# Article start

We can closely inspect the effects of field splitting with the printf utility. This utility takes a format string as its first argument and then consumes subsequent arguments to according to the format specifiers present in the format string. It repeatedly processes the format string until its arguments are exhausted, as shown in the below example:

$ printf '[%s]\n' a b c d
[a]
[b]
[c]
[d]
$ printf '%s %s\n' a b c d
a b
c d

With the example with PATH above, we can use the %s\n format specifier to print each field as a separate line instead of separated by spaces as with the echo utility:

$ printf '%s\n' $PATH
/bin:/sbin:/usr/bin:/usr/sbin:/usr/local/bin:/usr/local/sbin
$ IFS=:
$ printf '%s\n' $PATH
/bin
/sbin
/usr/bin
/usr/sbin
/usr/local/bin
/usr/local/sbin

In most cases, field splitting is undesirable and can lead to confusing or unexpected results, such as when substituting in variables that contain whitespace. However, once mastered, it can be very useful for certain tasks. Generally, portions of words that contain expansions should be enclosed in double quotes to suppress field splitting, or the IFS variable should be set to a null string.

Pathname Expansion

Pathname expansion, also known as globbing or wildcard expansion, is a final expansion step where the shell treats each field that resulted from field splitting as a pattern. The presence of an unquoted *, ?, or [ in a field cause the shell to attempt to match it against file paths. An asterisk, *, matches any sequence of 0-or-more characters; a question mark, ?, matches exactly one character, and a bracket expression enclosed in [ and ] matches one of the enclosed characters. Additionally, a bracket expression may be negated in the form [!...].

# Article end

→ Task goal: Output, word for word, the part of the shell expansion article from "In most cases, field" up to and including "a null string.".

# Material start

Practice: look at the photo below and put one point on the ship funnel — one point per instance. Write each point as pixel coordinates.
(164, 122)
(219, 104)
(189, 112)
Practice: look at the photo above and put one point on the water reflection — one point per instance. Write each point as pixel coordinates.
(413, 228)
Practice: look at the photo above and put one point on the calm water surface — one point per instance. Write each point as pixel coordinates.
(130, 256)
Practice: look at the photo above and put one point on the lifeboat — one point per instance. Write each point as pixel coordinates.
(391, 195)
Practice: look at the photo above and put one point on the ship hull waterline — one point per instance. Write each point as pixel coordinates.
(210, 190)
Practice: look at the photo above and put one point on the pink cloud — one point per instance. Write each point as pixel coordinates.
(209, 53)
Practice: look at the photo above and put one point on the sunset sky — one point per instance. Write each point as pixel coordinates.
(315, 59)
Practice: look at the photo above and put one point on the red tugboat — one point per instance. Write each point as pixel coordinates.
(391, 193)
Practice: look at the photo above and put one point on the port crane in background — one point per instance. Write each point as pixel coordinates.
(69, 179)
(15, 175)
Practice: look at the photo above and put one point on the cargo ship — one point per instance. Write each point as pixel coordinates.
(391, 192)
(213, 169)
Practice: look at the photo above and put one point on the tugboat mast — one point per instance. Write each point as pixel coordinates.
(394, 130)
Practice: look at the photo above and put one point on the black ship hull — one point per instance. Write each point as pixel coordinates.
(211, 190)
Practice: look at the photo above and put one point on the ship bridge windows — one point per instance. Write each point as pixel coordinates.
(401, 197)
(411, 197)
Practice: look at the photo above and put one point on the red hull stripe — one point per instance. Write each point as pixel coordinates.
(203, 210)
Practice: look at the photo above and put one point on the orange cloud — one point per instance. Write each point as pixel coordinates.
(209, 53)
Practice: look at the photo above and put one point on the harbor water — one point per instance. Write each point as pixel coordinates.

# Material end

→ Result of the task:
In most cases, field splitting is undesirable and can lead to confusing or unexpected results, such as when substituting in variables that contain whitespace. However, once mastered, it can be very useful for certain tasks. Generally, portions of words that contain expansions should be enclosed in double quotes to suppress field splitting, or the IFS variable should be set to a null string.